*GIVEN RECORDS:*
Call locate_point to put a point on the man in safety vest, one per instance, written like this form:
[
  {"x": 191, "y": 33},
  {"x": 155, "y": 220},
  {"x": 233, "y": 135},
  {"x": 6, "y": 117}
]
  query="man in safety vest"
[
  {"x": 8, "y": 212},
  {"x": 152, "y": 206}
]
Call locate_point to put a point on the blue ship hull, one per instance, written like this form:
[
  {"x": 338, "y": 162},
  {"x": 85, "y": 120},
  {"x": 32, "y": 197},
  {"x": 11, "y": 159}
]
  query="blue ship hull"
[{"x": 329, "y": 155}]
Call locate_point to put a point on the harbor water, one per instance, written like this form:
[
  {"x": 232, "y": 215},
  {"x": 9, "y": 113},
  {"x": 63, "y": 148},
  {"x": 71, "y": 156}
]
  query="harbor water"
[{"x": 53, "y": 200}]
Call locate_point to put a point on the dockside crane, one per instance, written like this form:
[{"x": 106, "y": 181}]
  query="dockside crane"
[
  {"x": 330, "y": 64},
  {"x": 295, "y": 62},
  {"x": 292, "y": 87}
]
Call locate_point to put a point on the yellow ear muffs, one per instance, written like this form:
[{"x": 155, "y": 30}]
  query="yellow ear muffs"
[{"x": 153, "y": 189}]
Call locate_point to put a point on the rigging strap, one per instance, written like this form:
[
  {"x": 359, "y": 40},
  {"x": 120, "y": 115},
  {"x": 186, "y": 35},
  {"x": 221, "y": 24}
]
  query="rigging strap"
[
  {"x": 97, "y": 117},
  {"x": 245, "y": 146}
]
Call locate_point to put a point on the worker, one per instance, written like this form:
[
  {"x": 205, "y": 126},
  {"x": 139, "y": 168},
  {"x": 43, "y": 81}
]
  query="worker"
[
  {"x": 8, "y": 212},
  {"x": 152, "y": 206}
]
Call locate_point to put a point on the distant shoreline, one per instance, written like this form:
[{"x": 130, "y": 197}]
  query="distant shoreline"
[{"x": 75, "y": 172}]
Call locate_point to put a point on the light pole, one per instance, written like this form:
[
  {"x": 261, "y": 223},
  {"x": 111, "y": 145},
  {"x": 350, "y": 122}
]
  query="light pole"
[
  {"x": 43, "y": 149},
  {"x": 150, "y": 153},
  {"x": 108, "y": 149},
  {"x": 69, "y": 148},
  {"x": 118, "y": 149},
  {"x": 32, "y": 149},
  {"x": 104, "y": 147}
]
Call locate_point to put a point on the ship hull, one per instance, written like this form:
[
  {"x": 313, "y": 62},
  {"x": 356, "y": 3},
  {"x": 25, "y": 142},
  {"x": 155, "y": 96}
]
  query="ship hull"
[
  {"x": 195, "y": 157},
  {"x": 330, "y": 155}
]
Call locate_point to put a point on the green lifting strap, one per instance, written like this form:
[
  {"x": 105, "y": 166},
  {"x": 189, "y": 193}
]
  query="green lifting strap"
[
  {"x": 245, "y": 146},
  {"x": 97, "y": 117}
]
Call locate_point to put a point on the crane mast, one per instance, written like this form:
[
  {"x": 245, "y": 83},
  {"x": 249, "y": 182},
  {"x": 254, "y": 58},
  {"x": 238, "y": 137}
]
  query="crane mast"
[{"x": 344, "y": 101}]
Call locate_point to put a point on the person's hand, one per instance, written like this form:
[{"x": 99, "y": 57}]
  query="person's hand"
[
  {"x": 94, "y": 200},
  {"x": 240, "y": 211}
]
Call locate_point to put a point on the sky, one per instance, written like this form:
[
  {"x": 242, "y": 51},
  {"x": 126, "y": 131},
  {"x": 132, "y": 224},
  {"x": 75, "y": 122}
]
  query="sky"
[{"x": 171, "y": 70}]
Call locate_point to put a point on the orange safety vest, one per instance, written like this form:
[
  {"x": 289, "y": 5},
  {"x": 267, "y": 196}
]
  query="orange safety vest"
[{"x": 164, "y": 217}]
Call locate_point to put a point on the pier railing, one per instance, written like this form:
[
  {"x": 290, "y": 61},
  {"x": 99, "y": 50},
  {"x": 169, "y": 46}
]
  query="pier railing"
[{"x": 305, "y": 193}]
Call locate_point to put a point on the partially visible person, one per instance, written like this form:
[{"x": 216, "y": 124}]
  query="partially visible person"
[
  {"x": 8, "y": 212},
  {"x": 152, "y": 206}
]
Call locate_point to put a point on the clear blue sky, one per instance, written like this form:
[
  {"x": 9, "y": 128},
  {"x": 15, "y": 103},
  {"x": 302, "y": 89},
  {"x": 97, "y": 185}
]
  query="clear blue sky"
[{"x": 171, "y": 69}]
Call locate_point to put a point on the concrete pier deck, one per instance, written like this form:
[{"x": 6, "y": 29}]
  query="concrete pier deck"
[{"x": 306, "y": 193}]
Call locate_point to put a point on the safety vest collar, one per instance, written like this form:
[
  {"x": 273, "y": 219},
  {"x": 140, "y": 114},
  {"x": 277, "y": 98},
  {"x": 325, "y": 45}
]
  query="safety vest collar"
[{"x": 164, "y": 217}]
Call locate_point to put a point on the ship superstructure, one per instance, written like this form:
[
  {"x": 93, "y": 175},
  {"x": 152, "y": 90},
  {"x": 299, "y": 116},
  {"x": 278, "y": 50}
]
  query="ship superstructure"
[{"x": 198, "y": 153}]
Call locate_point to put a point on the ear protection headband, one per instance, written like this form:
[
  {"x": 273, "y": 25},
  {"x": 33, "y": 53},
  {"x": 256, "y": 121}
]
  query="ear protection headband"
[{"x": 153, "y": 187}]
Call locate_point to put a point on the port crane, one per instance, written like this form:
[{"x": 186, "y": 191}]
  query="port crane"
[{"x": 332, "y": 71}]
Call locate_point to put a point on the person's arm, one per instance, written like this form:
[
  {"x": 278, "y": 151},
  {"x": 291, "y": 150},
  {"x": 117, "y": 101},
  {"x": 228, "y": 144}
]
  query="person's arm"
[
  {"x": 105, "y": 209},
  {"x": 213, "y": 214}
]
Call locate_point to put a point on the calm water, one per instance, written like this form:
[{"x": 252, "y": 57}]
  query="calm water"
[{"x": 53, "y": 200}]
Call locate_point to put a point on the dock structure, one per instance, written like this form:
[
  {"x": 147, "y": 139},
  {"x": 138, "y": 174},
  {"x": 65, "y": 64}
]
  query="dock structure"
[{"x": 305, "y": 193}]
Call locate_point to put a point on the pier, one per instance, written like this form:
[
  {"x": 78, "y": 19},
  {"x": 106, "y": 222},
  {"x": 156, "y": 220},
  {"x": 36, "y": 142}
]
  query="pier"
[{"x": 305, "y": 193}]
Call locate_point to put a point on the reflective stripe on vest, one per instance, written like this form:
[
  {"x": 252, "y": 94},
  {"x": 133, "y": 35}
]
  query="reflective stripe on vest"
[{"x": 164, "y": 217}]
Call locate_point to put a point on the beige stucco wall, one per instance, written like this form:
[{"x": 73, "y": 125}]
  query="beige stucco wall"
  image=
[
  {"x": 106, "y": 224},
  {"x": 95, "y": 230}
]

*TASK GOAL:* Filter the entries down to the lines containing "wall". Copy each of those lines.

*EXPECTED ANSWER:*
Call locate_point to put a point on the beige stucco wall, one per instance, written like this form:
  query="beige stucco wall"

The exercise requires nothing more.